§ Given request A: According to the Starbucks passage, in what year did Howard Schultz return to the company?

§ Provided passage:
One cup at a time. One customer at a time.
When Howard Schultz, Chairman, President and Chief Executive Officer of Starbucks came back to the company in 2008, he found that the leadership was focused on opening new stores globally, but had lost it’s original focus.
In his book, Onward (How Starbucks Fought For Its Life Without Losing Its Soul), Schultz communicated the loss of the one on one touch this way.
“With such a mind-set, many little things dangerously slipped by unnoticed, or at least went unacknowledged. How could one imperfect cup of coffee, one unqualified manager, or one poorly located store matter when millions of cups of coffee were being served in tens of thousands of stores?”
“We forgot that “ones” add up.”
You may have ten managerial positions to fill within an organization, but you can only qualify, or vet, one candidate at a time.
If you lose your focus off the one, you have diminished the ten.
It may be that you are expected to produce fourteen dozen of a specific product each day.
However, the product can only be produced one at a time.
The individual pieces are then packaged and sold in quantities of one dozen.
If you pay the slightest bit less attention to one of those twelve individual pieces, the customer will not return the one, they will return the twelve.

§ Given request B: From the records, extract every line that contains the string "blue", matching case exactly.

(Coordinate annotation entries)
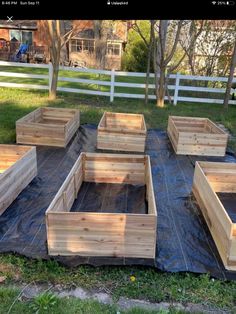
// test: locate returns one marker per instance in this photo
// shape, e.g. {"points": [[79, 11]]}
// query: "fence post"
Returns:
{"points": [[112, 85], [177, 79], [50, 74]]}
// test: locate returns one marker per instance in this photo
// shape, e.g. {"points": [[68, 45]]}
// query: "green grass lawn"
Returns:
{"points": [[48, 303], [149, 284]]}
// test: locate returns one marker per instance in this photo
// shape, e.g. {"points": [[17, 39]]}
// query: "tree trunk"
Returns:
{"points": [[161, 66], [230, 78], [161, 90], [53, 89], [152, 35]]}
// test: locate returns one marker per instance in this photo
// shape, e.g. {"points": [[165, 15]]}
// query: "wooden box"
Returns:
{"points": [[211, 179], [48, 126], [18, 167], [98, 233], [196, 136], [122, 132]]}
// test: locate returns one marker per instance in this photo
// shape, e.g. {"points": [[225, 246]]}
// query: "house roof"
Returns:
{"points": [[89, 34], [19, 24]]}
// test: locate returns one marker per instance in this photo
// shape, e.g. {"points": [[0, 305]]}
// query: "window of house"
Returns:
{"points": [[113, 49], [82, 45], [22, 36]]}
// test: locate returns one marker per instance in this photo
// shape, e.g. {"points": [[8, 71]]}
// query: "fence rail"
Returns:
{"points": [[113, 83]]}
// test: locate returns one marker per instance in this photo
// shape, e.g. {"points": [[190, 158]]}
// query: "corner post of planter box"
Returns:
{"points": [[50, 74], [177, 79], [112, 85]]}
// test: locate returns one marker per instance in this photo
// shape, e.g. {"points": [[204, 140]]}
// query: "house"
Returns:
{"points": [[17, 32], [81, 49], [82, 46]]}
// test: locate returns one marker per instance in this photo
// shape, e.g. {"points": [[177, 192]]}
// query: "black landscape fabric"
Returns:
{"points": [[184, 242]]}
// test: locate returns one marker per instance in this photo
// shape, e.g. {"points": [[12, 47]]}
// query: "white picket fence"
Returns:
{"points": [[112, 83]]}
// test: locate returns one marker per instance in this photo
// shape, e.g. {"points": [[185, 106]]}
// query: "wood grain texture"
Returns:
{"points": [[48, 126], [209, 178], [122, 132], [196, 136], [18, 167], [102, 234]]}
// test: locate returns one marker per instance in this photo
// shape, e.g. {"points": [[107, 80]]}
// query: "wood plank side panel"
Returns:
{"points": [[66, 195], [51, 133], [100, 234], [119, 169], [197, 136], [91, 234], [217, 219]]}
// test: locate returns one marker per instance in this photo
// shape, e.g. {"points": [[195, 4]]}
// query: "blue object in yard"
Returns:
{"points": [[22, 50]]}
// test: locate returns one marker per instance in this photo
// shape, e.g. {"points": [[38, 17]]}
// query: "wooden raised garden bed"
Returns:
{"points": [[122, 132], [214, 187], [48, 126], [18, 167], [98, 233], [196, 136]]}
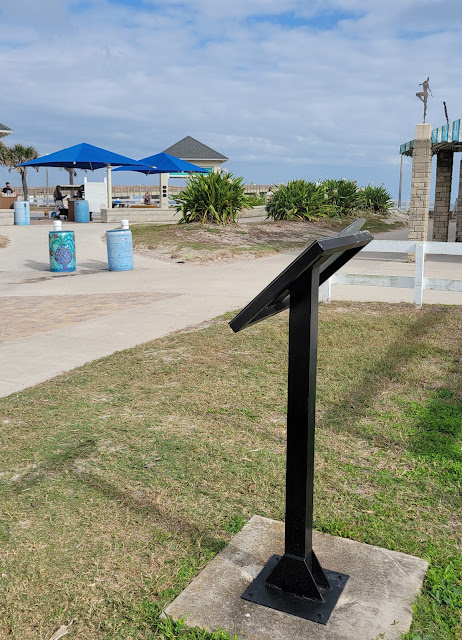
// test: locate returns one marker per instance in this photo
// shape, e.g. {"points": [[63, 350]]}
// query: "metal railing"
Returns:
{"points": [[418, 282]]}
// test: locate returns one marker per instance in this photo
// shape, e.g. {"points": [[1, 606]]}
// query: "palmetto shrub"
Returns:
{"points": [[377, 199], [212, 197], [298, 199], [343, 196]]}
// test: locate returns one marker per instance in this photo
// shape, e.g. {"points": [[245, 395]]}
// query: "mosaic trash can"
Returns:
{"points": [[81, 211], [21, 212], [62, 251], [119, 249]]}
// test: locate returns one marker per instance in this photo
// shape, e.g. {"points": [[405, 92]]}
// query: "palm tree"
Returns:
{"points": [[12, 156]]}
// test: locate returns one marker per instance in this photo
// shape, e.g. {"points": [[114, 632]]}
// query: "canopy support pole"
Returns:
{"points": [[400, 182], [109, 187]]}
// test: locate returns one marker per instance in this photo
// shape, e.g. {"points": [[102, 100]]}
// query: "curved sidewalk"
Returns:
{"points": [[50, 323]]}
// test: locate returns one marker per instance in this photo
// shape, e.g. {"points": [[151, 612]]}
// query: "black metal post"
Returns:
{"points": [[296, 583]]}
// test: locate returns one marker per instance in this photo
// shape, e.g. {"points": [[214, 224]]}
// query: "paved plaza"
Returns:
{"points": [[50, 323]]}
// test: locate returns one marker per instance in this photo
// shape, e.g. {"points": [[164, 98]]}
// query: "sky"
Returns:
{"points": [[286, 89]]}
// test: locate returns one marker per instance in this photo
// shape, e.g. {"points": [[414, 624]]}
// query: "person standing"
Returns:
{"points": [[423, 95]]}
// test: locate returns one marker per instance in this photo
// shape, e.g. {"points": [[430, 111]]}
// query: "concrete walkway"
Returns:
{"points": [[51, 323]]}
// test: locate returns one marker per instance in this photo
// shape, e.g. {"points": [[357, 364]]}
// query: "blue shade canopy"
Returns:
{"points": [[163, 163], [81, 156]]}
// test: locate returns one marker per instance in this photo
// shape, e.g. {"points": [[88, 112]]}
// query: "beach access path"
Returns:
{"points": [[51, 323]]}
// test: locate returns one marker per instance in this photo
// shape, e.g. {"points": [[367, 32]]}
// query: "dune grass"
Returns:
{"points": [[212, 241], [4, 242], [121, 479]]}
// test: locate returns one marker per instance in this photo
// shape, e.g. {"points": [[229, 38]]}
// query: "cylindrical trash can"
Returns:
{"points": [[81, 211], [21, 212], [62, 251], [119, 249]]}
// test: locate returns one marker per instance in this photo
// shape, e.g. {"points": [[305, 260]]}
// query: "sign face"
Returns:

§ Problem solution A: 2008

§ Problem solution B:
// query: "blue object in yard"
// query: "blue shade canopy"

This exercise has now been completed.